# Assigned task:
Take the lines below beginning at the line that has "Query: red paper banner" and stopping after the line that has "of the metal", and print them exactly as they are, with no other lines.

[Point localization data]
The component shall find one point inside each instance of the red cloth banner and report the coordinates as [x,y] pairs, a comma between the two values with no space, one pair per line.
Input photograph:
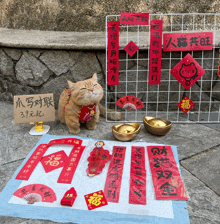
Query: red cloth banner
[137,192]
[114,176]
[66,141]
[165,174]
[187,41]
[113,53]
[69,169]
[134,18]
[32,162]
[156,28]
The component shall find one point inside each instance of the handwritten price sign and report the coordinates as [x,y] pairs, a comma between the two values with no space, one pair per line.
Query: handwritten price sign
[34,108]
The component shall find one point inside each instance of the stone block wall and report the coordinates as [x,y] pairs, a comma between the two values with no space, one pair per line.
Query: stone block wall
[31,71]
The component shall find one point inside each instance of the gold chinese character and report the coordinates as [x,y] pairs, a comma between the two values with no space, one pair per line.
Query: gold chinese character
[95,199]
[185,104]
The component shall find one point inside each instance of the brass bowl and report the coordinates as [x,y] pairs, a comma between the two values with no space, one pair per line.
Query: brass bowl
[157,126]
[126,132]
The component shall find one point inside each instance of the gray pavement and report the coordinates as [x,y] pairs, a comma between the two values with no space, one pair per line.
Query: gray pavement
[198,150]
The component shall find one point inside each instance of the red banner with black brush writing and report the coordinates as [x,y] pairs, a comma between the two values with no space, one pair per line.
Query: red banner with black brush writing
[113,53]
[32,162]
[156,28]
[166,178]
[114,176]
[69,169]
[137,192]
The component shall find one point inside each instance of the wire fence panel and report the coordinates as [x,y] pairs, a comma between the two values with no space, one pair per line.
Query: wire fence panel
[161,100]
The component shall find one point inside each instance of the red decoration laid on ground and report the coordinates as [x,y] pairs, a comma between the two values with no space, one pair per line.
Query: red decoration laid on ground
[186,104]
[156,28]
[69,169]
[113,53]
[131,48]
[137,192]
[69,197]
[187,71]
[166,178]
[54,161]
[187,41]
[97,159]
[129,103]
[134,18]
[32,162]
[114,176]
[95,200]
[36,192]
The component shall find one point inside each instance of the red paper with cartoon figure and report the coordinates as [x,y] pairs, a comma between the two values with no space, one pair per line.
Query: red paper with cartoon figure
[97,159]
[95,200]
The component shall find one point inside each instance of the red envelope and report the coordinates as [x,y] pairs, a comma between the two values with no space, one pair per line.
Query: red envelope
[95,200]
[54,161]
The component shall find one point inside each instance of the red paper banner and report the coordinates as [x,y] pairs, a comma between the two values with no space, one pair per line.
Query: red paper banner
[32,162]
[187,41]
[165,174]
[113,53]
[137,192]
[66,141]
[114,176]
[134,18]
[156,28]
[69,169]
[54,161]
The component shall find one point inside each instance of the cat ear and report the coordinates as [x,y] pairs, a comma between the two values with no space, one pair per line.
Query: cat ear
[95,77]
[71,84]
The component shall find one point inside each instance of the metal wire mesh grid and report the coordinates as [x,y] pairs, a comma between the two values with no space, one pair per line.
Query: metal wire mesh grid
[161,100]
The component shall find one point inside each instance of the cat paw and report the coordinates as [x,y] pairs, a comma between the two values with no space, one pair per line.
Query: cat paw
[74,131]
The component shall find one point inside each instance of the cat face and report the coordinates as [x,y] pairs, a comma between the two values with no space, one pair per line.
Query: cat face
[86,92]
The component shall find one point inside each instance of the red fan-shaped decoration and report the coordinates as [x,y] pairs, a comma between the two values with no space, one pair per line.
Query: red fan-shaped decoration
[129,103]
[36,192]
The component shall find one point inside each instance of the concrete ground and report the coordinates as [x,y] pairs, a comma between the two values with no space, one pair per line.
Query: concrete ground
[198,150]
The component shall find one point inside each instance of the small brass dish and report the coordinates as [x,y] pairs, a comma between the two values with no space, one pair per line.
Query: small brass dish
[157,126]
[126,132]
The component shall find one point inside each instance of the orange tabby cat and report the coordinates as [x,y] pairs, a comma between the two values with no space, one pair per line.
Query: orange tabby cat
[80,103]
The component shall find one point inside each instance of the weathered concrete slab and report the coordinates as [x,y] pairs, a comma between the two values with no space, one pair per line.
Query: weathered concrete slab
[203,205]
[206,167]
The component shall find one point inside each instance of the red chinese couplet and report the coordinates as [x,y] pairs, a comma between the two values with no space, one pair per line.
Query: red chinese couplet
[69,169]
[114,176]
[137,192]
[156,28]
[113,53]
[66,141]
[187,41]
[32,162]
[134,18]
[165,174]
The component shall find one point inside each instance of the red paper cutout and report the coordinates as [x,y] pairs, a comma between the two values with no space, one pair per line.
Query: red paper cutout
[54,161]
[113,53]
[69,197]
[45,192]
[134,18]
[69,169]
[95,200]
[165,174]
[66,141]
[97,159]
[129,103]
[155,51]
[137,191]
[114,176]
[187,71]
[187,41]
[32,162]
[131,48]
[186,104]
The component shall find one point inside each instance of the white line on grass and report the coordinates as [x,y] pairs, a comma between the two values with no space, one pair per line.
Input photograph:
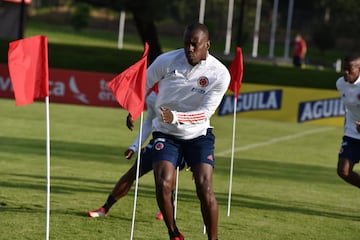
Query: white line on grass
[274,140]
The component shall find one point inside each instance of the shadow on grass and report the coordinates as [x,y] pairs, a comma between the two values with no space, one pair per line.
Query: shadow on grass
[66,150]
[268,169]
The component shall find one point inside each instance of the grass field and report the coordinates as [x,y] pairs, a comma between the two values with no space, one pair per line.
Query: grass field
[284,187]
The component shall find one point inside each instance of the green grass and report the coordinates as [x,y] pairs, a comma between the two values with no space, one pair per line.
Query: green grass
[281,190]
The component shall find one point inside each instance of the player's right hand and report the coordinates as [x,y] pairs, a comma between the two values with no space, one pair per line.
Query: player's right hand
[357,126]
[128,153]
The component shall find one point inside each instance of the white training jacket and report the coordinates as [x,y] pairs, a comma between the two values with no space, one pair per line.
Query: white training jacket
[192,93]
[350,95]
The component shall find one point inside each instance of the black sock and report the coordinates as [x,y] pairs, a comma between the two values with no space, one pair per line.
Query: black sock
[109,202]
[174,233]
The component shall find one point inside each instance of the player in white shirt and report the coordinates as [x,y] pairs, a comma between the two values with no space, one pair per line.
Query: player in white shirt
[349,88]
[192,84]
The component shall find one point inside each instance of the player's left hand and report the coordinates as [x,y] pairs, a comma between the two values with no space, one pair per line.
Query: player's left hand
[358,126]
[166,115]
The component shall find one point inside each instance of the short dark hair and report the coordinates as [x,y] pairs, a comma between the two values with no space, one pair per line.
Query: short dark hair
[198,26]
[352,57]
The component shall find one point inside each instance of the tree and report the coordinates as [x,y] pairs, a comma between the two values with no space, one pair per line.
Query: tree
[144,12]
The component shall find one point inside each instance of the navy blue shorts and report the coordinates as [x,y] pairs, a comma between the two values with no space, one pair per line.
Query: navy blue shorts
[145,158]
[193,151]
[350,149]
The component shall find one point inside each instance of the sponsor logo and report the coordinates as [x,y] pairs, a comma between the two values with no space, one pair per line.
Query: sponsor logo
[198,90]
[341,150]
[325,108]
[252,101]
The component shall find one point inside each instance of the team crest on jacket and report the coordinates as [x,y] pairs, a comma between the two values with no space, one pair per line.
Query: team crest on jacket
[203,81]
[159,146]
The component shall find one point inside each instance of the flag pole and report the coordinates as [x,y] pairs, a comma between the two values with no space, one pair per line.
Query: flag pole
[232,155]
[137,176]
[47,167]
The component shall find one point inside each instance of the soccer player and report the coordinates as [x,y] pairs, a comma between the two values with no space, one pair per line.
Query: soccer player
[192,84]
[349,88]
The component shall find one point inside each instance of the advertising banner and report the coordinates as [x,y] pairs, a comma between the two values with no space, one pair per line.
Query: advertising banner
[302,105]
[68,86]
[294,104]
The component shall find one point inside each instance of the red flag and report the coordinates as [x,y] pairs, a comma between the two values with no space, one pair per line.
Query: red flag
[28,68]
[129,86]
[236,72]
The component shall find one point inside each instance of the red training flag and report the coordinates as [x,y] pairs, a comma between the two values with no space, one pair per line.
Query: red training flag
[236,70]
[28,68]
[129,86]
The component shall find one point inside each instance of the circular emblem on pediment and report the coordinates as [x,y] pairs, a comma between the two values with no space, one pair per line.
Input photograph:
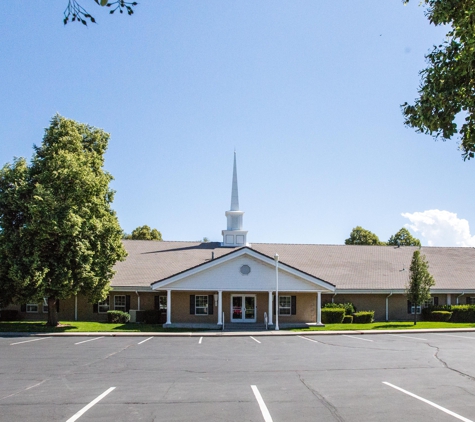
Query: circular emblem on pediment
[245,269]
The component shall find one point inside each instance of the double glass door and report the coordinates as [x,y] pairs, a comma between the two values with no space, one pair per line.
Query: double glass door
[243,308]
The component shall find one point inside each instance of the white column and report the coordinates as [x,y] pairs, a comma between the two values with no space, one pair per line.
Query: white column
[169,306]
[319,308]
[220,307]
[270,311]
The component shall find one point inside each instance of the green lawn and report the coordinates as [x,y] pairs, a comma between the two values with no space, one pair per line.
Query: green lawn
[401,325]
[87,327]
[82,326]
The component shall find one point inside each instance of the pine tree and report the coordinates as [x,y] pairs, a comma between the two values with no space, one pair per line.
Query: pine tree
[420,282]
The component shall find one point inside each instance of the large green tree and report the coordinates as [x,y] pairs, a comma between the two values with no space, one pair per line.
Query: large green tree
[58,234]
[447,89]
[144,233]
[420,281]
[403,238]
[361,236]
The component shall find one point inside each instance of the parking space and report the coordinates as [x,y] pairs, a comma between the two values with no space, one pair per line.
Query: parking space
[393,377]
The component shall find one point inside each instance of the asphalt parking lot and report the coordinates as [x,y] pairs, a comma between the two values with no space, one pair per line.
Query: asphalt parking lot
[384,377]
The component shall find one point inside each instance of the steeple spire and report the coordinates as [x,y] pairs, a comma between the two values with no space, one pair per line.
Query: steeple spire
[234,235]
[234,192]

# Written solution:
Query: red paper banner
[32,162]
[187,41]
[165,174]
[113,53]
[137,192]
[66,141]
[114,176]
[134,18]
[156,28]
[69,169]
[54,161]
The component shall find one point inside each instance of the cat ear and report the coordinates as [x,y] pairs, a comma between the two values with no space, one pair per line.
Query: cat ear
[95,77]
[71,84]
The component shall find one point inside each instance of the metal wire mesh grid and report the coordinates as [x,y] pairs, a comma between the two values with no space, one pair per line.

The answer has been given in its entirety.